(Coordinate labeling data)
___

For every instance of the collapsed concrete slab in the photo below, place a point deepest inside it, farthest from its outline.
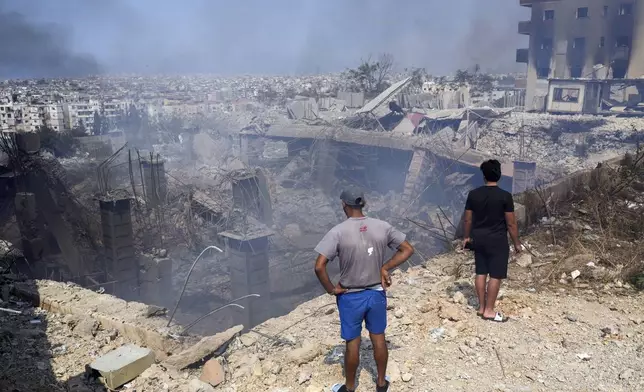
(204, 348)
(123, 364)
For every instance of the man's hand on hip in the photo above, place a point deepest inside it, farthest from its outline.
(385, 279)
(338, 290)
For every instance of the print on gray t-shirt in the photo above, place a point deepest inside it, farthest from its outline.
(360, 244)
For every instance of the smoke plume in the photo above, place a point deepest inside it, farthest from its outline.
(37, 50)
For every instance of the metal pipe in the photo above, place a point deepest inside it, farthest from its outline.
(188, 277)
(11, 311)
(231, 303)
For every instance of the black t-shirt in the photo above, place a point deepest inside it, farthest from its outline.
(489, 205)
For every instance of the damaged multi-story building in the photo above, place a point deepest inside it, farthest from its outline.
(578, 50)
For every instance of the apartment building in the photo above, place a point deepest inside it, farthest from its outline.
(571, 39)
(80, 112)
(7, 117)
(55, 117)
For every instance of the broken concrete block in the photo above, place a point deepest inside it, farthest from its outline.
(213, 373)
(123, 364)
(87, 327)
(205, 347)
(306, 353)
(199, 386)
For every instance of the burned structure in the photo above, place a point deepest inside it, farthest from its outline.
(580, 39)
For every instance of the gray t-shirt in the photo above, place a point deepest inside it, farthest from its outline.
(361, 245)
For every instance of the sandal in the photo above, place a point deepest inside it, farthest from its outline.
(385, 388)
(498, 318)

___

> **What you need to do**: Reproduce every entry above word for word, omitting the pictures.

> **Reply**:
For every instance of the collapsed concrete slab in the photo below, place a point deepest inside it, farthest from its outline.
(204, 348)
(123, 364)
For every instance of the man's hand on hip in the photo above, place a point deepest inside it, farthest from its outline.
(385, 279)
(338, 290)
For every instance of the print on gray t-shirt in the photo above, place a point deepest inside it, farthest from its outline.
(360, 244)
For every instance of the smoke plume in the photo above, place a point deepest inside it, farthest from its outline.
(37, 50)
For every instance of the metal pipe in the photo above, place a point deepest inside it, farthest from its outline.
(188, 277)
(11, 311)
(231, 303)
For every instance of the black t-shirt in the photo above, place a point deepest inside it, farthest from its outline.
(489, 205)
For every instance of the damaged multi-story building in the photo above, place a point deepest inside it, farthest from its outline.
(578, 50)
For every instance of the apartment building in the photo above, place a point deepest inside it, farthest from its outline.
(571, 39)
(80, 112)
(7, 117)
(55, 117)
For every instance of the broken concrete block in the photo above, place a point deepest inside it, farthest from its outline.
(213, 373)
(123, 364)
(87, 327)
(205, 347)
(306, 353)
(199, 386)
For every instance of the burned structure in the photo above, place a point deepest inside it, farthest from its outline.
(580, 39)
For every instance of the gray t-shirt in the photo above, place a point deepest inside it, farthest from its outline.
(361, 245)
For every instance of the sandal in the photo above, place a point deepest inside it, farthest from its outline.
(385, 388)
(498, 318)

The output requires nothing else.